Exercise materials: Begin

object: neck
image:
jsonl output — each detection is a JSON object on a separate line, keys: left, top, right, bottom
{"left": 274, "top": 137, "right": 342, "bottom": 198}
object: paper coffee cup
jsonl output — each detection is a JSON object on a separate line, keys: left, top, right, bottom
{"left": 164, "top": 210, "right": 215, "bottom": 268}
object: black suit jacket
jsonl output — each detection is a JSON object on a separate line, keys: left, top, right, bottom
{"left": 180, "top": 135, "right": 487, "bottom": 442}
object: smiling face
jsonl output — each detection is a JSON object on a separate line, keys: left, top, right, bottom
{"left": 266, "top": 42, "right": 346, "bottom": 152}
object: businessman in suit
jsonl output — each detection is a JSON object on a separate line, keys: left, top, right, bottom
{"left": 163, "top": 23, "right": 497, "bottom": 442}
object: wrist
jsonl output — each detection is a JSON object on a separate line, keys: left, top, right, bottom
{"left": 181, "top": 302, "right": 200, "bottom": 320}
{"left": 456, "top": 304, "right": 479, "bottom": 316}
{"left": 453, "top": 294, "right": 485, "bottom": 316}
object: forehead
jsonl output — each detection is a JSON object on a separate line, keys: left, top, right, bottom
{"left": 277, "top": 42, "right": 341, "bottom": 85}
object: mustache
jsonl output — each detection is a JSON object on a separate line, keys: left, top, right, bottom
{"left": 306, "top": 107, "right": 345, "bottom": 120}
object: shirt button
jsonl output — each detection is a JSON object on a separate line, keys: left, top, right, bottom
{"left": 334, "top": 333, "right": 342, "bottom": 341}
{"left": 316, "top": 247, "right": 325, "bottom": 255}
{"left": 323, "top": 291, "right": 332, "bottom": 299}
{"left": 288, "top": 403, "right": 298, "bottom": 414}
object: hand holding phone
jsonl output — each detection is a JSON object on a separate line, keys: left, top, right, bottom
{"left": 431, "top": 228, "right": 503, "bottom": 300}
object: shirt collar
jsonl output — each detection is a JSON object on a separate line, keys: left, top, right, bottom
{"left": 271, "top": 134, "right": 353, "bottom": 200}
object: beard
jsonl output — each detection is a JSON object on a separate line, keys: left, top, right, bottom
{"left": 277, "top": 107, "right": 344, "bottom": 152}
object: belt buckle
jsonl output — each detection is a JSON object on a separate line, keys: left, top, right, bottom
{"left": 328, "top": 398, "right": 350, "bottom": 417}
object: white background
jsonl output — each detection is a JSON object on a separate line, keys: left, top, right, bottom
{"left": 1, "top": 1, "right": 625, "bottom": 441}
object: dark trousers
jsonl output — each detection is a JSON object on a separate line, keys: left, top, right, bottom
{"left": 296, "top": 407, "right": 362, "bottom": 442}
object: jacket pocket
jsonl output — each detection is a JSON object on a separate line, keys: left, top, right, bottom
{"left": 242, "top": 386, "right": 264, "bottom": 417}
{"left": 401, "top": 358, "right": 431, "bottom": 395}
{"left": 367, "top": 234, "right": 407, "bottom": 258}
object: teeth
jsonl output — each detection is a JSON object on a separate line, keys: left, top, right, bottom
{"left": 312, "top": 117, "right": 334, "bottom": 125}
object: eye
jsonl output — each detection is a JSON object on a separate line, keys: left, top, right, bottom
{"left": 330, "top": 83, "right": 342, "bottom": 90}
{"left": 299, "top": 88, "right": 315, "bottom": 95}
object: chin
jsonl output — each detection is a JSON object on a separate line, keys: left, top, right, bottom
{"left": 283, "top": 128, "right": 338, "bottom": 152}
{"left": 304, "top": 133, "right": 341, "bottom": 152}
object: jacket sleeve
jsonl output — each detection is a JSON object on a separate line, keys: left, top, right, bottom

Exercise materials: End

• [Work item]:
Output the listing verbatim through the "object: black suit jacket" line.

• [Final answer]:
object: neck
image:
jsonl output — each detection is a JSON object on a separate line, keys: left, top, right, bottom
{"left": 274, "top": 137, "right": 342, "bottom": 198}
object: paper coffee cup
jsonl output — each detection is a JSON object on a separate line, keys: left, top, right, bottom
{"left": 164, "top": 210, "right": 215, "bottom": 268}
object: black suit jacket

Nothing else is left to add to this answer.